## [Text provided]
*** Begin section ***

In a second phase that began about a year ago, a new wave of reporters, representing big media outlets and with a somewhat different agenda from the pioneers, came in. They shined a spotlight, asked for real names, and were generally more interested in the phenomenon of Second Life—in the wow factor and the growing number of ways it mimicked real life—rather than the liberating possibilities of building a world from scratch. In October 2006, this new wave of media attention helped draw Second Life its one-millionth new virtual resident—even though the actual import of that is a matter of some debate—then its second, third, fourth, and fifth-millionth, all by the end of February. To the reporters who were there at the start, this new wave wasn’t exactly welcome, and the clash of journalistic styles raises interesting questions about why we do what we do, and about what’s important—journalistically—in a place that isn’t quite real, but where what happens can have real-world consequences.
I’ve reported in this other world during both phases. This spring I spoke with many of the Second Life reporters who have worked the hardest to define journalism in their virtual land. I’ve been told, as I think about Second Life and what is happening here, not to get distracted by the wrong weirdness. I’ve been told why real names don’t matter here and why understanding someone’s virtual self does. I’ve been told to think clearly about a place where the government is also the god, the maker of the land upon which we walk, and a private company. I’ve been told not to witness the virtual beat through eyes that see a proliferation of obscuring masks, but those that see an abundance of revealing truths about how people might live if they got a chance to start over. I’ve been told this in a place where you can fly to a story with the flap of your butterfly wings, and I’ve been told that’s a liberating thing.
Beyond the journalists who have set out to cover this virtual world as a beat, Second Life has been “explained” in dozens of articles. It was a 2006 cover story in Business Week and has been featured in at least eight stories in The New York Times and dozens more in other major papers. Second Life has been profiled on CBS’s Sunday Morning and serves as an occasional host location for NPR’s The Infinite Mind. This little, virtual place gets a lot of shine. I’ll take some of the blame for that—and it is blame I hear in the rising backlash against this world from reporters who cover it and virtual world-watchers who think it’s all a bit much. I wrote the first of those Times stories and I’ve covered Second Life online and on air for MTV News, where I write about video games. But Second Life isn’t a game. It just looks like one because, like the worlds of Grand Theft Auto or Super Mario 64, it’s a digital place rendered on a screen. The ways Second Life differs from a game are what propel all this interest.
Launched in 2003, Second Life is the product of Linden Lab, a San Francisco company, and its blond, wide-eyed CEO, Philip Rosedale, a former chief technical officer at RealNetworks who as a teenager tried to build a hovercraft powered by lawnmower blades. He never saw Second Life as a game, but as an extension of real life (“RL” in Second Life parlance). “We were trying to create a living space that you could just go into and it would be real,” he told me recently. His new world would provide people who communicated through the Internet with something more vivid than an e-mail address or chat-room nickname: a virtual body. A new user of Second Life would customize an avatar, and maybe what you created as a representation of your RL self would say something about who you are—or who you want to be.

*** End section ***

Dataset excerpts:
*** Begin section ***

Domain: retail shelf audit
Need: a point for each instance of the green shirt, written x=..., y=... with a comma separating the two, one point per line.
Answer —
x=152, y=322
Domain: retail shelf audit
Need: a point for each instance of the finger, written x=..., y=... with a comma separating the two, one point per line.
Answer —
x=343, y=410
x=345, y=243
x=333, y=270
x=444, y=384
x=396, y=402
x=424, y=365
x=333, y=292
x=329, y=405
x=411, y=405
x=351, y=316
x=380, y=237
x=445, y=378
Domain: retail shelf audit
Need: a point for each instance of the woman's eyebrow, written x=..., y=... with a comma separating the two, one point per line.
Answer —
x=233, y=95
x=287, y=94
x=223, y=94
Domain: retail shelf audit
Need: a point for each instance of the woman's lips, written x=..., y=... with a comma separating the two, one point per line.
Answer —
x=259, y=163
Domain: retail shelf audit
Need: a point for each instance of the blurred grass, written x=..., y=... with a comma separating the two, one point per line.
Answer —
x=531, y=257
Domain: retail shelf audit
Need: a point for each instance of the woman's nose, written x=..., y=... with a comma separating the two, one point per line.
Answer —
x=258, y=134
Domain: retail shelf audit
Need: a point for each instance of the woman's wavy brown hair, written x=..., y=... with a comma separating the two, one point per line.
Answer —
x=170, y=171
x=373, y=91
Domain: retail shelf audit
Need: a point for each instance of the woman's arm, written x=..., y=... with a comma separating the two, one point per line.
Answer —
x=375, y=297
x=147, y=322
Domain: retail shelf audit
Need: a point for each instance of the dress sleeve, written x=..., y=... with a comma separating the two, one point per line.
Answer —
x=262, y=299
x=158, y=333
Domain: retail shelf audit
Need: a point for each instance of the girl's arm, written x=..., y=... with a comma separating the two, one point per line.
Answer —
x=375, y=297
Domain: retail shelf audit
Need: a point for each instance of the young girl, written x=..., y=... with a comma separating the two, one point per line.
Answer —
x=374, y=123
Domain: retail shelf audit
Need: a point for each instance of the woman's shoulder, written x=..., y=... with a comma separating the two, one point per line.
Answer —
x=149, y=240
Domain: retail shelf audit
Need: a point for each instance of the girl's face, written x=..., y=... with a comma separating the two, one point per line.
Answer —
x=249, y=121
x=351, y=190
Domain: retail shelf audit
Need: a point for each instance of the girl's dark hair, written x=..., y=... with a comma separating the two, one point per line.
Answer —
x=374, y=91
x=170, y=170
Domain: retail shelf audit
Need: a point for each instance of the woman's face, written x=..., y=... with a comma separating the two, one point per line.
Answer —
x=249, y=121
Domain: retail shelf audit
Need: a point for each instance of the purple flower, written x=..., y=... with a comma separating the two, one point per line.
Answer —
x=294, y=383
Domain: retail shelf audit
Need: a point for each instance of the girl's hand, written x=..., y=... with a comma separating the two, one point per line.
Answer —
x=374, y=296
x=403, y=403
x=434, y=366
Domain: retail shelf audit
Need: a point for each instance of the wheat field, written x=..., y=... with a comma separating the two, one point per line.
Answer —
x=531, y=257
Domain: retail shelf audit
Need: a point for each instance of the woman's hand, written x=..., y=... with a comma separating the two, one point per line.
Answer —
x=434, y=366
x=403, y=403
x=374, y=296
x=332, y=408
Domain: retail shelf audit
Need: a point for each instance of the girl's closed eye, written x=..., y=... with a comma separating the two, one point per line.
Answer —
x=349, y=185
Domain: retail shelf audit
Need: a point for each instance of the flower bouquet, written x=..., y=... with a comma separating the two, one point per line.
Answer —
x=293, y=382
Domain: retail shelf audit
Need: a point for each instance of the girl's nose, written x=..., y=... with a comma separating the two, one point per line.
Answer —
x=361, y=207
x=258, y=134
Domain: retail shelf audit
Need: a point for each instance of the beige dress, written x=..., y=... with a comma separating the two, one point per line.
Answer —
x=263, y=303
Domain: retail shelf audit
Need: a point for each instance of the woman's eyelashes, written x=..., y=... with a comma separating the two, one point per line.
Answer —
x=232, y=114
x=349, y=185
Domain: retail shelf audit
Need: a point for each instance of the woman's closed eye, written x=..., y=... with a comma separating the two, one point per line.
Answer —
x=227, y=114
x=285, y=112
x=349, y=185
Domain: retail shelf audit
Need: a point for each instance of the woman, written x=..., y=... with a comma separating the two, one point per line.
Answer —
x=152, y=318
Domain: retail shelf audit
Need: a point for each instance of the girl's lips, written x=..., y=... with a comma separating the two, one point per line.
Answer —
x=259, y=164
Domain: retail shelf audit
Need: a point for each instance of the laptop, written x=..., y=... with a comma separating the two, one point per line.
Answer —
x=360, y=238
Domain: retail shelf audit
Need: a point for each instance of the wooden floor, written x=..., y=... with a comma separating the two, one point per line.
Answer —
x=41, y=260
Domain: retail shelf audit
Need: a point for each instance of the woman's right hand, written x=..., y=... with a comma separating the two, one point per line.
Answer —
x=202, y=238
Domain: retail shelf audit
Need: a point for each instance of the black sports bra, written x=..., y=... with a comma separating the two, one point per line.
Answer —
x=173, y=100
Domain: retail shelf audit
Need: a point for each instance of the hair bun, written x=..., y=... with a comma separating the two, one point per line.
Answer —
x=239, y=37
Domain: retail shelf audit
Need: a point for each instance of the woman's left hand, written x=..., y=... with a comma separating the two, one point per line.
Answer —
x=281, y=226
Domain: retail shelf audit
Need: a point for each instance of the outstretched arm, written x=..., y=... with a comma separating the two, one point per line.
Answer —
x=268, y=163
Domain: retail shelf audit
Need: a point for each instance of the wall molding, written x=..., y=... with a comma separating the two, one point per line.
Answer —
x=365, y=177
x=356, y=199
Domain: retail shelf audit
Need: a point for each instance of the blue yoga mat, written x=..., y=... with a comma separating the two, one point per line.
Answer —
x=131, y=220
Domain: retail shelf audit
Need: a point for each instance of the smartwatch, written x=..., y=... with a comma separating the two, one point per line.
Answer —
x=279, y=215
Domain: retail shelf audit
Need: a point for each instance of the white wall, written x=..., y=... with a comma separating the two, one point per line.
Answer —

*** End section ***

## [Brief 1]
Rewrite the part of the Second Life article starting at "Launched in 2003, Second" and ending at "want to be.", substituting "go-kart" for "hovercraft".
## [Brief 2]
Which news outlets and programs does the Second Life article name as having covered Second Life?

## [Final answer 1]
Launched in 2003, Second Life is the product of Linden Lab, a San Francisco company, and its blond, wide-eyed CEO, Philip Rosedale, a former chief technical officer at RealNetworks who as a teenager tried to build a go-kart powered by lawnmower blades. He never saw Second Life as a game, but as an extension of real life (“RL” in Second Life parlance). “We were trying to create a living space that you could just go into and it would be real,” he told me recently. His new world would provide people who communicated through the Internet with something more vivid than an e-mail address or chat-room nickname: a virtual body. A new user of Second Life would customize an avatar, and maybe what you created as a representation of your RL self would say something about who you are—or who you want to be.

## [Final answer 2]
- Business Week
- The New York Times
- CBS's Sunday Morning
- NPR's The Infinite Mind
- MTV News